-- START OF Records provided --

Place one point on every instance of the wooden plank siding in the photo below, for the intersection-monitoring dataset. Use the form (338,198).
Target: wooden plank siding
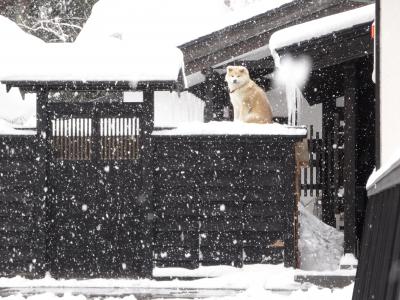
(22,215)
(224,200)
(378,271)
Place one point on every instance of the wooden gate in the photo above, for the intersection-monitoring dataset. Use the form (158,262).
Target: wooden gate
(96,219)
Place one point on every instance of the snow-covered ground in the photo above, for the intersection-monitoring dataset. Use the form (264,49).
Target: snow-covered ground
(320,247)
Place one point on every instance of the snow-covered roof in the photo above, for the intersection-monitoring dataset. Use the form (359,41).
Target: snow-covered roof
(233,128)
(322,26)
(111,60)
(173,21)
(378,176)
(27,58)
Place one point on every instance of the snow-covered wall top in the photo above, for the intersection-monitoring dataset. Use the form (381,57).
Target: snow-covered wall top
(233,128)
(322,26)
(174,21)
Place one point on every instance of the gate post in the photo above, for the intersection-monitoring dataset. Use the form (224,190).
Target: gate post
(145,197)
(350,109)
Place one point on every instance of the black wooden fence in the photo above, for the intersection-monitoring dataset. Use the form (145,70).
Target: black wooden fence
(224,200)
(323,177)
(108,197)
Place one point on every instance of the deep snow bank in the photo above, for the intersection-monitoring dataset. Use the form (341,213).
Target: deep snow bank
(320,245)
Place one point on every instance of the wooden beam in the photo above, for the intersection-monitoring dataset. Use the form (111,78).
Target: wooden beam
(328,114)
(254,33)
(350,108)
(334,48)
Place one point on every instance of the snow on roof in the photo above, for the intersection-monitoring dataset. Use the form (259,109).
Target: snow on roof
(11,34)
(112,60)
(322,26)
(26,58)
(233,128)
(174,21)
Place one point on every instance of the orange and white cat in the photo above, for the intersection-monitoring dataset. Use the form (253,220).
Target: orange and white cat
(250,102)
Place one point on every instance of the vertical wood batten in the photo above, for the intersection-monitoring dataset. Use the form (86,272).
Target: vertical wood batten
(44,134)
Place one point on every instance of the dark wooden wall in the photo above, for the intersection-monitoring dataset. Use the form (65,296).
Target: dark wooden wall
(22,209)
(224,200)
(203,200)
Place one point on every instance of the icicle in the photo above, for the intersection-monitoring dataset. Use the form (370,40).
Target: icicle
(291,74)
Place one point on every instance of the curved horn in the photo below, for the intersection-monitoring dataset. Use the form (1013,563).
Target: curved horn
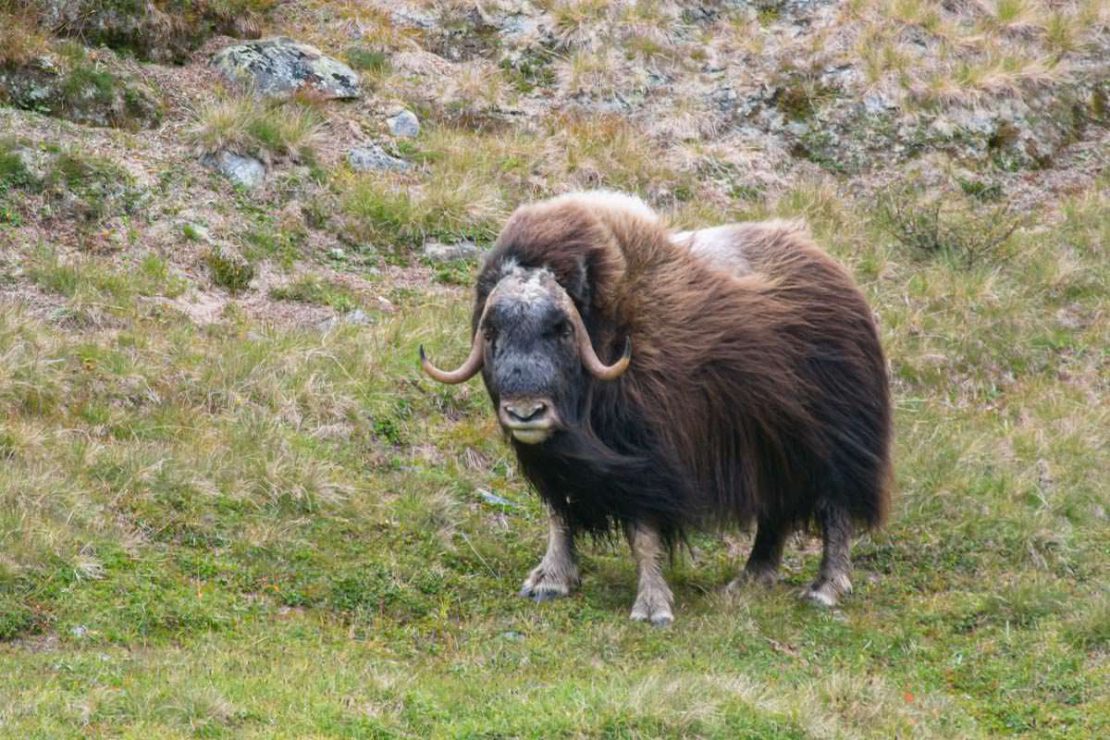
(589,358)
(470,366)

-- END OF Records provided --

Set problem ▸ In the copy, include no pictures; restate the listing above exactly.

Result of the task ▸
Place one point on every instance of the wooden plank siding in the photo below, for the intersection-monitoring dataset. Use the form (338,198).
Target: wooden plank siding
(22,215)
(224,200)
(378,271)
Place one point on every instance of the wooden gate in the photo above, for the intersection-monitoring dataset. Use the form (158,262).
Target: wooden gate
(96,219)
Place one point on every instance of the snow-covered ground in the photo above, for the intersection-monitoring dataset. Use the form (264,49).
Target: snow-covered ground
(320,247)
Place one point on every instance of the snow-covered roof in the photo above, for the intersection-monitoring dataset. Use the form (359,41).
Target: snow-covered roof
(233,128)
(322,26)
(111,60)
(173,21)
(378,176)
(27,58)
Place one point on every instance of the snow-covered wall top in the photo above, for the intersection-monitoring dataset. Use the form (381,57).
Target: snow-covered wall top
(233,128)
(322,26)
(174,21)
Place one point on every instance of the gate post in the photo above, for the intersection-monitoring dataset. Use the form (224,190).
Target: gate post
(145,197)
(350,109)
Place one point on every instance of the black wooden fence in the photo above, for the intersection-monitoring dataset. Use the form (145,70).
Target: black wooden fence
(224,200)
(323,177)
(108,197)
Place one point on every instance of the deep snow bank in the photo above, for the intersection-monitoring dataset. Use the form (341,213).
Target: deep snow bank
(320,245)
Place one point on every instance of the wooden beam in the photo above, for the intersection-monitoring dataset. Use the form (111,78).
Target: wooden beam
(328,114)
(254,33)
(350,108)
(334,48)
Place one point on every instance of the snow on roof in the photo above, for the intersection-monitoring dataset. Use the form (259,109).
Target: snow on roof
(11,34)
(112,60)
(322,26)
(26,58)
(233,128)
(174,21)
Place one point on every instance of the orange and white cat in the photo above, for the intersection-monitoring dataset. Use the form (253,220).
Target: orange and white cat
(250,102)
Place one point on every instance of the vertical wood batten in the photo above, for the intersection-monitoring dataset. Use the form (86,272).
Target: vertical wood batten
(44,134)
Place one point on every instance of the dark wooden wall in the photo above, for the intersection-monitoring dataset. Use the form (65,296).
Target: dark wooden wall
(22,209)
(224,200)
(203,200)
Place one point on every instance of the icicle in the photo above, for the intersection-monitoring dataset. Use the form (370,40).
Target: icicle
(291,74)
Place one point on every instance of the curved horn in the photo below, for the intersection-monitoring dataset. Use the form (1013,563).
Target: curved horn
(589,358)
(470,366)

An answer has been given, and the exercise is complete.